**Tekst źródłowy:**
++++++++++++++++++++
5.01.2019.
Dla wielu Polaków, nie tylko tych sympatyzujących z PiSem, Orban jest wzorem konserwatywnego polityka, skutecznie realizującego korzystną politykę dla własnego narodu i państwa. Wszystko byłoby ładnie, a może nawet pięknie, gdyby nie to, że jednak PiSu nie stać na samodzielność suwerenność w działaniu. Reprezentuje on w Polsce interes państw trzecich.
W ramach tych interesów nie jest mu po drodze z żadnym państwem, które dąży do dobrych relacji z Rosją. Orban ze swoim podejściem do Rosji jest trudny do przełknięcia dla Prezesa Jarosława Kaczyńskiego, nazywanego przez niektórych 'Naczelnikiem'. PiS stara się więc umiejętnie grać z jednej strony na sympatii polskich wyborców do Orbana, jednocześnie starając się w jakimś stopniu sympatyzować z przywódcami naszej neosanacji, niechętnej Orbanowi.
++++++++++++++++++++
**Wpisy:**
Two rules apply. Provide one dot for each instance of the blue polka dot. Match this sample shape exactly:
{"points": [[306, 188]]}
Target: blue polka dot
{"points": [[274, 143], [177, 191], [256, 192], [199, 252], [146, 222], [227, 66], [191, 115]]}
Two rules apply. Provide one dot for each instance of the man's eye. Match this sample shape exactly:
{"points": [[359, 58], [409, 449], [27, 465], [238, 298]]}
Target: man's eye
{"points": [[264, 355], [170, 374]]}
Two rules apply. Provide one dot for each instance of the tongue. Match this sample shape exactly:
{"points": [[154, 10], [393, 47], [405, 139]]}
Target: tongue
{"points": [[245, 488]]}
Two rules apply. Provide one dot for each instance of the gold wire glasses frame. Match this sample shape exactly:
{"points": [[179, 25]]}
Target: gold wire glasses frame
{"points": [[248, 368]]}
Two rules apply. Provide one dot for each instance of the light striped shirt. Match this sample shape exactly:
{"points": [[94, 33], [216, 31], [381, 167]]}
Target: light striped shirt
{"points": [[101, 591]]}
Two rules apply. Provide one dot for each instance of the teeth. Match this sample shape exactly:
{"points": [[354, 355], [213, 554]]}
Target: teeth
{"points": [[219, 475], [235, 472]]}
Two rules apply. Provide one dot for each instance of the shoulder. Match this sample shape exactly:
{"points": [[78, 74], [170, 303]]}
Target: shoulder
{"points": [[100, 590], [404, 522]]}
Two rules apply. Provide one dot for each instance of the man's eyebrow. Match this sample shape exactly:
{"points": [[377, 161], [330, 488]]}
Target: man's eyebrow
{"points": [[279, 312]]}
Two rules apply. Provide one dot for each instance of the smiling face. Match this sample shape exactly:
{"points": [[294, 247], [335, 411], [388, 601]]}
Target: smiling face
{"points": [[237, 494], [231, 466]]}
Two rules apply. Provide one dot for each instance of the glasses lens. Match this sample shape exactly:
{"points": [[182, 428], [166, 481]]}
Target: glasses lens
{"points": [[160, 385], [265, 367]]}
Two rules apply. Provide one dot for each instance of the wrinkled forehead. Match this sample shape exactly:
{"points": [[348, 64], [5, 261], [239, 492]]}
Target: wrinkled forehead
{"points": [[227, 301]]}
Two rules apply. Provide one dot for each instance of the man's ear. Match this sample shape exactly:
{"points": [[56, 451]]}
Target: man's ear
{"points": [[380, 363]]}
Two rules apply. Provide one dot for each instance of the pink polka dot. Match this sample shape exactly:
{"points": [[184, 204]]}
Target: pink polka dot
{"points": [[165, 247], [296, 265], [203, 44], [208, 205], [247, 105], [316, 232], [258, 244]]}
++++++++++++++++++++
**Zadanie do wykonania:**
Przepisz bez zmian fragment tekstu o Orbanie i PiS powyżej, zaczynając od słów „Dla wielu Polaków, nie” i kontynuując aż do słów „neosanacji, niechętnej Orbanowi.”.

**Wynik zadania:**
Dla wielu Polaków, nie tylko tych sympatyzujących z PiSem, Orban jest wzorem konserwatywnego polityka, skutecznie realizującego korzystną politykę dla własnego narodu i państwa. Wszystko byłoby ładnie, a może nawet pięknie, gdyby nie to, że jednak PiSu nie stać na samodzielność suwerenność w działaniu. Reprezentuje on w Polsce interes państw trzecich.
W ramach tych interesów nie jest mu po drodze z żadnym państwem, które dąży do dobrych relacji z Rosją. Orban ze swoim podejściem do Rosji jest trudny do przełknięcia dla Prezesa Jarosława Kaczyńskiego, nazywanego przez niektórych 'Naczelnikiem'. PiS stara się więc umiejętnie grać z jednej strony na sympatii polskich wyborców do Orbana, jednocześnie starając się w jakimś stopniu sympatyzować z przywódcami naszej neosanacji, niechętnej Orbanowi.